When an Alliance is not an Alliance
The press these days routinely refers to the security relationship between Japan and the United States as a “military alliance.” Following the interim agreement to realign forces in Japan last week, Secretary of Defense Donald Rumsfeld said the agreement would “ensure a durable and surely more capable alliance.”
In fact, the Treaty of Mutual Cooperation and Security is not an alliance at all. Strictly speaking Japan is not an ally. It is a close friend, a partner, a collaborator on the world stage. But it is not an ally. That is strictly a courtesy title.
The current treaty obligates the United States to defend Japan should it be attacked. But Japan does not have an equal obligation to help defend America if it is attacked. That’s because Article 9, the war-renouncing clause written into Japan’s post-war Constitution, has been interpreted as barring any kind of “collective defense.”
Here is the deal. The U.S. promises to defend Japan in the event of an attack. Japan provides the U.S. with bases which it can use as it sees fit in advancing its strategic interests. Hence American B-52s from Kadena AFB on Okinawa flew bombing missions over North Vietnam during the war.
The North Atlantic Treaty Organization (NATO) is a real alliance. After the attack on America on Sept. 11, 2001, Washington invoked the mutual defense provisions. That is why Germany, France and Canada, countries not often thought of as being helpful in the war on terrorism, sent troops to Afghanistan. Japan did not.
Last week, senior officials of both governments reached agreement on some sweeping changes in the disposition of forces in Japan. The changes are designed to promote better cooperation between the military of the two nations and to .lessen the burden on host communities, especially on Okinawa. The watchword is “interoperability.”
One of the changes that particularly caught my eye was a plan to move the Japanese air defense command center from Fuchu to the big American base at Yokota. The Ground Self-Defense Forces rapid reaction forces headquarters is also to move to the American army base at Camp Zama in the interests of closer coordination.
When I was a young air force officer at Yokota in the late 1960s, the U.S. Forces, Japan and the Japanese Self Defense Force (JSDF) might as well have existed on different planets. In nearly two years, I never met a JSDF officer. To my knowledge there was no liaison or close coordination. No contact. Nothing.
When the American forces dealt with Japanese, it was usually with local civilian authorities over such mundane matters as off-base housing. When contingencies arose, such as capture of the U.S. Pueblo or the shooting down of an EC-121 over the Sea of Japan, Japanese forces were not a factor in any war plans.
That began to change in the 1990s, the catalyst being the Gulf War. Japan poneyed up billions of dollars to support the coalition, but, consistent with its anti-war principles, provided no troops. Tokyo was stunned afterwards at how ungrateful Washington and others were for their generous financial support.

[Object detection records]
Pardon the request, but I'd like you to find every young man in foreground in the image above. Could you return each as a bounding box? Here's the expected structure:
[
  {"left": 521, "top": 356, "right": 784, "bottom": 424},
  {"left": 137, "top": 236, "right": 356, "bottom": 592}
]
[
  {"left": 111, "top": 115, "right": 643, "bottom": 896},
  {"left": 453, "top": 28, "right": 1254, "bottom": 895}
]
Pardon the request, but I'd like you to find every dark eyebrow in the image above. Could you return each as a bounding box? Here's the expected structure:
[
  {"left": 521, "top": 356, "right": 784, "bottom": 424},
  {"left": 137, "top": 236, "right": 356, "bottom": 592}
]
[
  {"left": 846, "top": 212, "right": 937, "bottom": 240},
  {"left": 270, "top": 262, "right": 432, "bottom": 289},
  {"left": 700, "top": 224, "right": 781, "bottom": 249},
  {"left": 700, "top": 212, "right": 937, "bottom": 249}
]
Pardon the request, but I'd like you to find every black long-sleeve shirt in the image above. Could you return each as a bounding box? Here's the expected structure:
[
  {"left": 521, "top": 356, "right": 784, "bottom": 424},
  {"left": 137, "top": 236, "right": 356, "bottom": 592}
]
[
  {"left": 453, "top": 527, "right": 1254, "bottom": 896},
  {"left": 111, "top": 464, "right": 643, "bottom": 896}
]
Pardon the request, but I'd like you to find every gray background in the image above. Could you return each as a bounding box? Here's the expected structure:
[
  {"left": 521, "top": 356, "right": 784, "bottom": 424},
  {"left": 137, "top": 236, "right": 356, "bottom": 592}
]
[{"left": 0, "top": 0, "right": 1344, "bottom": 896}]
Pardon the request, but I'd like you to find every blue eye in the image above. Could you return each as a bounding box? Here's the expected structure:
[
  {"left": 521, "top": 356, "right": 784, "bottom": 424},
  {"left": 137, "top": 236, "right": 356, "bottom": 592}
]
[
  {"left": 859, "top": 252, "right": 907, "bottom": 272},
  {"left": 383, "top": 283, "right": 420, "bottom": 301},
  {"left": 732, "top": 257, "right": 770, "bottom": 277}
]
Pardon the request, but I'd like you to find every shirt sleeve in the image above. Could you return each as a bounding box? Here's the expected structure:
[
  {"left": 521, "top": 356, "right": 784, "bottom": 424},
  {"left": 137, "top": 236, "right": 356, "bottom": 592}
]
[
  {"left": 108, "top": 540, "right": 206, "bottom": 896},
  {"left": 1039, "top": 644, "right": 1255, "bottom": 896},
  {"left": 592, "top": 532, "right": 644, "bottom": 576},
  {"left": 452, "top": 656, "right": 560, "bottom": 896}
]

# THE TASKS
**A)** Reproduce the passage of the essay on the U.S.-Japan security treaty from "When I was a" to "No contact. Nothing.", word for word.
**B)** Write out, unchanged, the lines of the records from the line containing "Pardon the request, but I'd like you to find every shirt" through the final line of the records.
The essay and the records have no connection to each other.

# WORKED ANSWERS
**A)**
When I was a young air force officer at Yokota in the late 1960s, the U.S. Forces, Japan and the Japanese Self Defense Force (JSDF) might as well have existed on different planets. In nearly two years, I never met a JSDF officer. To my knowledge there was no liaison or close coordination. No contact. Nothing.

**B)**
Pardon the request, but I'd like you to find every shirt sleeve in the image above. Could you return each as a bounding box? Here's the expected structure:
[
  {"left": 521, "top": 356, "right": 784, "bottom": 424},
  {"left": 137, "top": 236, "right": 356, "bottom": 592}
]
[
  {"left": 108, "top": 540, "right": 206, "bottom": 896},
  {"left": 1039, "top": 644, "right": 1255, "bottom": 896},
  {"left": 592, "top": 532, "right": 644, "bottom": 576},
  {"left": 452, "top": 656, "right": 560, "bottom": 896}
]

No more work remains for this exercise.